++++ THE RECORDS

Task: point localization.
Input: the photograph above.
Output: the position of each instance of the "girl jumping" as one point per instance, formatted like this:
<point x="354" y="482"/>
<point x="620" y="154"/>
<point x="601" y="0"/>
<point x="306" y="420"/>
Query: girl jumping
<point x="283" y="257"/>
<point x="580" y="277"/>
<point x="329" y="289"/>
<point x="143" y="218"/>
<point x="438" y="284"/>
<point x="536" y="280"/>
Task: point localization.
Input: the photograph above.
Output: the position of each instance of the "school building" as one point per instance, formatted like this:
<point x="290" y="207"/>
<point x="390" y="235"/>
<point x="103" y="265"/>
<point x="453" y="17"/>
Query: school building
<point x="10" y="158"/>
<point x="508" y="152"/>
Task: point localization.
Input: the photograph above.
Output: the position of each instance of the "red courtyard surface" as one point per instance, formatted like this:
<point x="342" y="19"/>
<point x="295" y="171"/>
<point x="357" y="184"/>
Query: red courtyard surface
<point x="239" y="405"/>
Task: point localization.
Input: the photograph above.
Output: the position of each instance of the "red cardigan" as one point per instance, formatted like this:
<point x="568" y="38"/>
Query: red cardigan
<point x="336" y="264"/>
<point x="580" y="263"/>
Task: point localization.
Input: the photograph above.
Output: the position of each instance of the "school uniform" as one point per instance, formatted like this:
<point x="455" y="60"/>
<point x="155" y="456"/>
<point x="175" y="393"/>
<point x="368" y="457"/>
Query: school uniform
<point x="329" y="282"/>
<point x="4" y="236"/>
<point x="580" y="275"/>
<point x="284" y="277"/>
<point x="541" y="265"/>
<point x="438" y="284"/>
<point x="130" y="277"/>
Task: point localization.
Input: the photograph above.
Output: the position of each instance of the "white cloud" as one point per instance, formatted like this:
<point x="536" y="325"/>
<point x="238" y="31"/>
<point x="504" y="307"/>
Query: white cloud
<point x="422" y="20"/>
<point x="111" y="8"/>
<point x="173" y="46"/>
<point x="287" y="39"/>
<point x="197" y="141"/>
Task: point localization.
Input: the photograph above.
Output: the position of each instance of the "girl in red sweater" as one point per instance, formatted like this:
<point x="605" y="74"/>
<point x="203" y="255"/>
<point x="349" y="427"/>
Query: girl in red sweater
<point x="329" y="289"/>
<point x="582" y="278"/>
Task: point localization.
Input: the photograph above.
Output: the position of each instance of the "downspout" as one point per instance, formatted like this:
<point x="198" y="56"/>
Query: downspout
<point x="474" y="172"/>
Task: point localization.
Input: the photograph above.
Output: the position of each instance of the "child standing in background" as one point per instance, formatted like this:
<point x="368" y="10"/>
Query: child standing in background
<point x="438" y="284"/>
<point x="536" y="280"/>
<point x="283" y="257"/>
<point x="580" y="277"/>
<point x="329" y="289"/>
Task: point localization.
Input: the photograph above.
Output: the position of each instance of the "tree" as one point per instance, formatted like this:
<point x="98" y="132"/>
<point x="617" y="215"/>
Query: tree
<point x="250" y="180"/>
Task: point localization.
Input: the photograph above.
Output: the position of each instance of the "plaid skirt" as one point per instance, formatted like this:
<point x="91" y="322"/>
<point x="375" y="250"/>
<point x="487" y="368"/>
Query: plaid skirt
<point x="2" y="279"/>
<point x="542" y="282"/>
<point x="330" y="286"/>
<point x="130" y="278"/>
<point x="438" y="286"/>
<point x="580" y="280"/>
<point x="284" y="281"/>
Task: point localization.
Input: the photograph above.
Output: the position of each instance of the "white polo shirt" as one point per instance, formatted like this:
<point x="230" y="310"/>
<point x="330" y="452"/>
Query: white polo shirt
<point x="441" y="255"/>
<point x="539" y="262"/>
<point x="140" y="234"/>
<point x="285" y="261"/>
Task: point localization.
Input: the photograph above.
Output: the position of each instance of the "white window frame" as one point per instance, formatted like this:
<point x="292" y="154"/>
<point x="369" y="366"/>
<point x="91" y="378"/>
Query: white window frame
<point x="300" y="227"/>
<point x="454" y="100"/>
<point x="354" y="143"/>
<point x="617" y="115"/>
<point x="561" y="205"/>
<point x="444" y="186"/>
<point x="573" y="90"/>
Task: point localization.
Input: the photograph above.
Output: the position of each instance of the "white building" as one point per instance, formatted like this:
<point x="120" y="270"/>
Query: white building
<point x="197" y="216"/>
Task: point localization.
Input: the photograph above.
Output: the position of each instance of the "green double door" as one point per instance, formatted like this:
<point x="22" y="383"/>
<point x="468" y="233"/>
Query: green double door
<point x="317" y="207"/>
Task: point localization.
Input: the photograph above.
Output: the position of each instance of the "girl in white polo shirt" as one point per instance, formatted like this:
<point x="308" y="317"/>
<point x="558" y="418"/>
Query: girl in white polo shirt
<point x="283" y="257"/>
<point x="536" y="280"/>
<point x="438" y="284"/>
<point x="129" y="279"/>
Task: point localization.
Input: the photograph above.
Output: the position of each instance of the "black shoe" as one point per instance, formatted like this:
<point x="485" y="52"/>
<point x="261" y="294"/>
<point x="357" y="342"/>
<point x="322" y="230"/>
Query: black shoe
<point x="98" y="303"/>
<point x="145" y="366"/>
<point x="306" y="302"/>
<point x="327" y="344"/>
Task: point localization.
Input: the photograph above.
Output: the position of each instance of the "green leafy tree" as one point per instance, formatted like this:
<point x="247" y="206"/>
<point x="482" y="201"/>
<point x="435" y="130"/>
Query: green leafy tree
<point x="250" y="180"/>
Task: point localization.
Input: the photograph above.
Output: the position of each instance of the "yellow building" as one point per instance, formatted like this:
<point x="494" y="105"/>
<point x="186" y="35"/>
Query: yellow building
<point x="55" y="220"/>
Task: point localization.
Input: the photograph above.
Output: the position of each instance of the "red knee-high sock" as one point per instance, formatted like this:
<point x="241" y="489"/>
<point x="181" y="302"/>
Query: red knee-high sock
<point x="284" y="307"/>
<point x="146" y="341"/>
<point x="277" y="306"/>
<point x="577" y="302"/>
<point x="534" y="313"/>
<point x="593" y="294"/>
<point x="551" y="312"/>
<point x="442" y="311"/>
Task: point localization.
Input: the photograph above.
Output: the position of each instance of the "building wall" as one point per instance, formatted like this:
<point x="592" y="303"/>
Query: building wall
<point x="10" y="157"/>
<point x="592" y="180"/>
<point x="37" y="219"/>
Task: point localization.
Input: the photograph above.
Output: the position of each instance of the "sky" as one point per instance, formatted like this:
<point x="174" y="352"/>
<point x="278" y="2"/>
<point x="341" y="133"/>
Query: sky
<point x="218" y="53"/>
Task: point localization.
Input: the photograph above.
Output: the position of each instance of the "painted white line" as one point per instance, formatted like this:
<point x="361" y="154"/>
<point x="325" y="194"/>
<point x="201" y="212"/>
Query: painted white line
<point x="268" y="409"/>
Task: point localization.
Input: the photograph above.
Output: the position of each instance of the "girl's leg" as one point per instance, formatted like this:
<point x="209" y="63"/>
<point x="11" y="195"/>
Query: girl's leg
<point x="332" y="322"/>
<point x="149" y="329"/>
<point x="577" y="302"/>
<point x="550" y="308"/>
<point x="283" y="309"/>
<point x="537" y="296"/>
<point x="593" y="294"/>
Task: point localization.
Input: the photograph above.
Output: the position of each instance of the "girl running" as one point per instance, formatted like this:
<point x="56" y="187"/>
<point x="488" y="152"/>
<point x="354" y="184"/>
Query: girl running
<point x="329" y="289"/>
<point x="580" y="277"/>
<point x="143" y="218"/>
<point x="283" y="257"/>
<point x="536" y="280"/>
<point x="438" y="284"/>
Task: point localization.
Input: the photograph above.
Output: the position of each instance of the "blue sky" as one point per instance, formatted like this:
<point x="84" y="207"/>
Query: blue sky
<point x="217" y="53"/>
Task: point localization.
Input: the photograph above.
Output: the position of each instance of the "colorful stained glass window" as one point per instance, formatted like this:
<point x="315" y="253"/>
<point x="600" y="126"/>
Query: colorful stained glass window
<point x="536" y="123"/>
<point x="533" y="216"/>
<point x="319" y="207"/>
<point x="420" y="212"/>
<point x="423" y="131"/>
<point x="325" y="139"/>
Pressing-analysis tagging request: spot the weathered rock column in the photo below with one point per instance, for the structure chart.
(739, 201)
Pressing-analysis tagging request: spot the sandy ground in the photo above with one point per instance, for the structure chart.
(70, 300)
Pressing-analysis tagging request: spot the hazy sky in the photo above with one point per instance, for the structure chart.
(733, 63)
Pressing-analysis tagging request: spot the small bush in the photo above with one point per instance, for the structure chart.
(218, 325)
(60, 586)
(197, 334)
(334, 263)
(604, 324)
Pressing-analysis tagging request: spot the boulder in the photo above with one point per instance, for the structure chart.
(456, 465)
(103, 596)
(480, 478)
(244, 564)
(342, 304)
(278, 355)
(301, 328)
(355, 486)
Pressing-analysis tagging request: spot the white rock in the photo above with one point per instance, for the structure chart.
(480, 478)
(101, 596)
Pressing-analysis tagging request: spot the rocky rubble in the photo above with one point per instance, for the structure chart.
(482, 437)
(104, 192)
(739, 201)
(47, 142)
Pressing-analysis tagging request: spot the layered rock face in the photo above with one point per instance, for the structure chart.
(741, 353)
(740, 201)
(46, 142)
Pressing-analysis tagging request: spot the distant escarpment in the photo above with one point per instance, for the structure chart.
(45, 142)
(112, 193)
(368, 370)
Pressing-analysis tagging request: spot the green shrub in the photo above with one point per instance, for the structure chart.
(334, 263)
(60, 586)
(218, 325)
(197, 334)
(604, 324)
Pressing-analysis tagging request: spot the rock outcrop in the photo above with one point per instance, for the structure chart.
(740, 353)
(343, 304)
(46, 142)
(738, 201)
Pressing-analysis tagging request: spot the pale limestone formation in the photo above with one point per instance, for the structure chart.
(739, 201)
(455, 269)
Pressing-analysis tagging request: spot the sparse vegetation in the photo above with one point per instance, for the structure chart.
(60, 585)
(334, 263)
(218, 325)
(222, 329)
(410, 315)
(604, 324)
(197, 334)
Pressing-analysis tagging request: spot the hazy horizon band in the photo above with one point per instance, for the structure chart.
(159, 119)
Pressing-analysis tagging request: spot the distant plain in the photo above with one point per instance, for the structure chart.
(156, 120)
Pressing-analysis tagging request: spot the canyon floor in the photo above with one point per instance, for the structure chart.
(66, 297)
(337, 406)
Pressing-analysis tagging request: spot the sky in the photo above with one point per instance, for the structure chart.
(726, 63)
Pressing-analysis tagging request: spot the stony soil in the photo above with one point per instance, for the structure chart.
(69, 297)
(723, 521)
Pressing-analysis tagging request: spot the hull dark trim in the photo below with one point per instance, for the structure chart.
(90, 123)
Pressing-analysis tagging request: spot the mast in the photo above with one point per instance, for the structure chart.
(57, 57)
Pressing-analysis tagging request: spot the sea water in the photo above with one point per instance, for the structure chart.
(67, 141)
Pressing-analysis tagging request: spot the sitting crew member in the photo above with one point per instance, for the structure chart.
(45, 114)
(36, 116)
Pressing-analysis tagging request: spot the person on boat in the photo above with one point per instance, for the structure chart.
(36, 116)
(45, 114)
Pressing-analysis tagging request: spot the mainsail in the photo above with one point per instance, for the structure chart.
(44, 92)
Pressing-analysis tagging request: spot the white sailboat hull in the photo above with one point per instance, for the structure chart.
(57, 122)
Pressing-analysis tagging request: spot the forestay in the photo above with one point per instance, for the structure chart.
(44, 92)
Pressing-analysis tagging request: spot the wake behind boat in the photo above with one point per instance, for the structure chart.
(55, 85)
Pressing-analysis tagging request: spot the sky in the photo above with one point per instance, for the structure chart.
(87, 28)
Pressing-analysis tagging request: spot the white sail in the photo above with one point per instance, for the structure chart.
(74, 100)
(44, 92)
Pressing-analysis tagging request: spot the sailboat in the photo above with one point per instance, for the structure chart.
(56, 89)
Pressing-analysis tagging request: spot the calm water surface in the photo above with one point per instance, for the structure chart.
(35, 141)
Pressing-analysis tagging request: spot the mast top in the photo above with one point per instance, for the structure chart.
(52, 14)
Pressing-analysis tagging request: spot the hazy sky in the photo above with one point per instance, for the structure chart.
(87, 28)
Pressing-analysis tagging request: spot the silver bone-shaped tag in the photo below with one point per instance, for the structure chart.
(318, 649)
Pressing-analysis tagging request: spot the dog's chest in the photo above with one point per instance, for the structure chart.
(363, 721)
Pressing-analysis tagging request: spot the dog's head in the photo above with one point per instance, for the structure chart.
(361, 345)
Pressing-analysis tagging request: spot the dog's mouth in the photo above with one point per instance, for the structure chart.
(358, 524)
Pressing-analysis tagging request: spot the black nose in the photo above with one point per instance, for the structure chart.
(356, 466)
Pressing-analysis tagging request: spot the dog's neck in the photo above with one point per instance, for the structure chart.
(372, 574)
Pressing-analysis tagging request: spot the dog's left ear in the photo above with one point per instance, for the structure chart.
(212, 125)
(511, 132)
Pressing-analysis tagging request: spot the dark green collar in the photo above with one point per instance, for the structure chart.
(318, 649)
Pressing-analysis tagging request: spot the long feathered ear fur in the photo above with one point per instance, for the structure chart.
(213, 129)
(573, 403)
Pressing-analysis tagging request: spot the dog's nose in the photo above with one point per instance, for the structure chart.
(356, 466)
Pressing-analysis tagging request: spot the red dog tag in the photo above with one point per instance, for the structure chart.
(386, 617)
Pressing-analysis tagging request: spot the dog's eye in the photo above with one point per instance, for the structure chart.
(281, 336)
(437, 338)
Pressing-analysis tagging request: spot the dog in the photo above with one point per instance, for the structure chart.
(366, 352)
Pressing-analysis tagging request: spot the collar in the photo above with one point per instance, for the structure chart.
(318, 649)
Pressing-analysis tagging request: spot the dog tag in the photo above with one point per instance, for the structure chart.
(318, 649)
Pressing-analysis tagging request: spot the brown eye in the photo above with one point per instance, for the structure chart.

++++++++

INSTRUCTION
Print verbatim the records starting at the line that contains "Pressing-analysis tagging request: spot the dog tag" and ending at the final line of the records.

SOLVED EXERCISE
Pressing-analysis tagging request: spot the dog tag in the photo above with one point per instance, for the structure chart.
(318, 649)
Pressing-analysis tagging request: spot the brown eye in the photo above with one point per instance, for the structure chart.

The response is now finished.